* **Seçilen Bölüm**:
-*-

13 Mayıs 2017 Cumartesi

Helin'in aziz hatırasına..

Emir'in okuluna gidiyordum. 
Dönerli bir gobit yaptırıp, ikiye böldürdüm. Amacım birlikte yemekti .Yolda yağmura yakalandım. Kendimi Emir'in küçükken elimden tutup zorla götürdüğü ve adını kendi koyduğu 'İmi Parkına' zor attım..
İmi onun dilinde Emir demekti..Çok seviyordu orada oynamayı. Bir kameriyeye oturdum. Kimseler yoktu, yağmur aman vermiyordu. Çok da ıslanmıştım.
Gündüzleri genellikle genç aşıkların koklaştığı bir yerdir orası..Bu gün ben devralmıştım.
Biraz sonra acele adımlarla ellili yaşlarda bir kadın, küçük bir çocuğu adeta sürükleyerek geldi ve izin isteyerek aynı masaya oturdu..Çok ıslanmıştı. Çantasından çıkardığı büyükçe bir mendille çocuğun yüzünü kuruladı..
Ben yemeğin bir parçasını açmıştım. Emir'in gelmesine daha bir saat vardı. Çocuğun dikkati yemekteydi. Kağıdı öylece önüne doğru sürdüm.. Kadıncağız mahçup bir şekilde itiraz edecek oldu.. Önce onlar yemeli. Lütfen karışmayın dedim.

-*-

* **Yazılı Görev 1**: Aşağıdaki kayıtlarda "onlooker" sözcüğünü içeren kaç satır var? Yalnızca sayıyı yazın.

* **Verilen Veriler**:

-*-

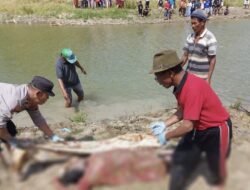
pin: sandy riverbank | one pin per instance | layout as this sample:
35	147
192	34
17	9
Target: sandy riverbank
156	17
41	177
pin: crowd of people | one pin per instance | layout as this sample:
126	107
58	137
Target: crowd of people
186	7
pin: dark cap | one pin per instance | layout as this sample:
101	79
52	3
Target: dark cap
164	61
198	13
43	84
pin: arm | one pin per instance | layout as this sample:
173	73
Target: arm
64	93
176	117
4	134
211	67
184	128
80	67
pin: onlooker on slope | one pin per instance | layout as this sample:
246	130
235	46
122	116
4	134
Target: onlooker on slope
246	4
200	48
140	8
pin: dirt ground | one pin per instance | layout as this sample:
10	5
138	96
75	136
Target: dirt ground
41	174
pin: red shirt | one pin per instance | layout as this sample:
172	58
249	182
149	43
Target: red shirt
200	103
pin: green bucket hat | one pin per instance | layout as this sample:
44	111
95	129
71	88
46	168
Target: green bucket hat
164	60
69	55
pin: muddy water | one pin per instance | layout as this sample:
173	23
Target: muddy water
117	59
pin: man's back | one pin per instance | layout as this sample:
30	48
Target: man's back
66	72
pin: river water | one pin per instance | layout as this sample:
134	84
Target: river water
117	59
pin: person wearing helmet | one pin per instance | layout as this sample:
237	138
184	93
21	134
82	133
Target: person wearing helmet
25	97
67	76
200	48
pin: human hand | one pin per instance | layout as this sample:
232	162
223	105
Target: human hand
158	129
55	138
67	101
84	72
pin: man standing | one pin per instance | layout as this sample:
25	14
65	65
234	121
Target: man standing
16	98
67	76
205	128
200	48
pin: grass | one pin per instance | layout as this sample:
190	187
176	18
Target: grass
64	9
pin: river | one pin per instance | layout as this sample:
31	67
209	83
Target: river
117	59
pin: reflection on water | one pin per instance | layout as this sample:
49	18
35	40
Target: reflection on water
118	58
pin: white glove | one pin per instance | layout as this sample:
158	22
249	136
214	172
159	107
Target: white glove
55	138
158	129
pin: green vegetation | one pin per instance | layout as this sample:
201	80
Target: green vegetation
65	10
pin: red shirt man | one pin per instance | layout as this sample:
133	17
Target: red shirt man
205	127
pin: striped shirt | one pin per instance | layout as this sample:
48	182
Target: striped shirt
14	98
198	53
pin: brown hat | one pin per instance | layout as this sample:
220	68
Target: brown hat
164	61
43	84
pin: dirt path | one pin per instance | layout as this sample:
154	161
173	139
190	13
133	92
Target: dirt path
41	176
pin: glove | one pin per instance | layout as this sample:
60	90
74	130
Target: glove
56	138
162	138
158	129
14	143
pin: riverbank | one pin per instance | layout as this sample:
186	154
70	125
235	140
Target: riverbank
41	177
156	16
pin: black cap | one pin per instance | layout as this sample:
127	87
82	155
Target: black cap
43	84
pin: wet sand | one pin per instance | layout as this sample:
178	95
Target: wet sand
238	164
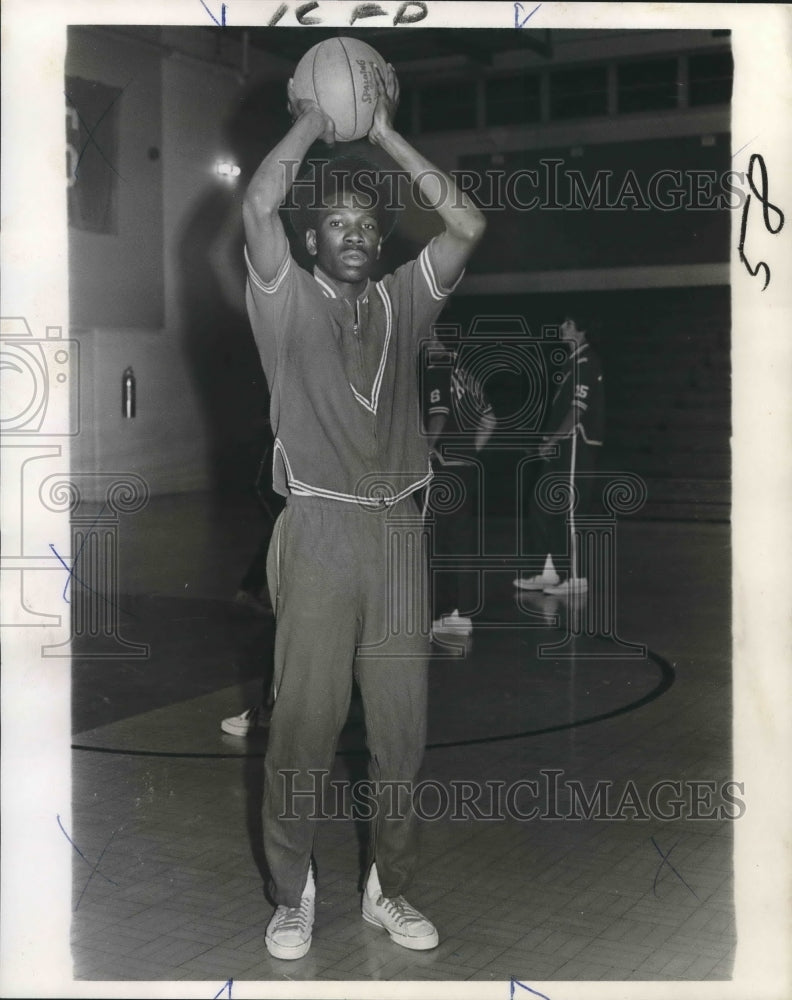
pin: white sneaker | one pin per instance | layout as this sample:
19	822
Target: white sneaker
248	722
453	623
538	582
572	585
403	922
289	931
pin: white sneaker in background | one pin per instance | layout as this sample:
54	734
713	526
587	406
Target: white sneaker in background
459	624
250	721
403	922
572	585
538	582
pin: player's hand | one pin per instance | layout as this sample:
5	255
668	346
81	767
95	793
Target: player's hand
387	103
299	106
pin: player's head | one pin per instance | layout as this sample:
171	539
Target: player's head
345	237
348	182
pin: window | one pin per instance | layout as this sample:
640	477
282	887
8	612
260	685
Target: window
511	100
710	78
448	106
579	93
647	86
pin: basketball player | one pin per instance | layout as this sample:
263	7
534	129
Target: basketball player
340	351
570	446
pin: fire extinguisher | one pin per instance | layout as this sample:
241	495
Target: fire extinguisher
128	394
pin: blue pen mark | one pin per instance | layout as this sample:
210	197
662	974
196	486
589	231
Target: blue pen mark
519	9
763	194
91	140
665	861
221	22
516	982
72	569
747	144
94	868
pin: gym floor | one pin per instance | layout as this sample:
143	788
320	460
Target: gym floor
165	806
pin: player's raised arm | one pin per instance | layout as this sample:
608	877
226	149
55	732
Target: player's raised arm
266	240
464	223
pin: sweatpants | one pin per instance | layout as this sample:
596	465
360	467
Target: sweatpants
348	586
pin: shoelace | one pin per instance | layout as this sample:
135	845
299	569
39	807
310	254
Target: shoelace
398	908
294	918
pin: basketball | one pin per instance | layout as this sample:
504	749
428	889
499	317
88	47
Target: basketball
337	74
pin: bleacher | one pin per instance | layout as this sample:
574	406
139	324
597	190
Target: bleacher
667	366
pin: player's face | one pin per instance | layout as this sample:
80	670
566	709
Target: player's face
346	242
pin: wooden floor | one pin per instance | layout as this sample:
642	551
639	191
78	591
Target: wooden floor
168	883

-*-

* **Yazılı Görev 2**: Seçilen bölümde "Dönerli bir gobit" sözcükleriyle açılıp "Çok da ıslanmıştım." ile kapanan kısmı, "gobit" ifadesini "dürüm" olarak değiştirip yeniden yazar mısınız?

* **Ayrıntılı Çözüm 1**: 2

* **Ayrıntılı Çözüm 2**:
Dönerli bir dürüm yaptırıp, ikiye böldürdüm. Amacım birlikte yemekti .Yolda yağmura yakalandım. Kendimi Emir'in küçükken elimden tutup zorla götürdüğü ve adını kendi koyduğu 'İmi Parkına' zor attım..
İmi onun dilinde Emir demekti..Çok seviyordu orada oynamayı. Bir kameriyeye oturdum. Kimseler yoktu, yağmur aman vermiyordu. Çok da ıslanmıştım.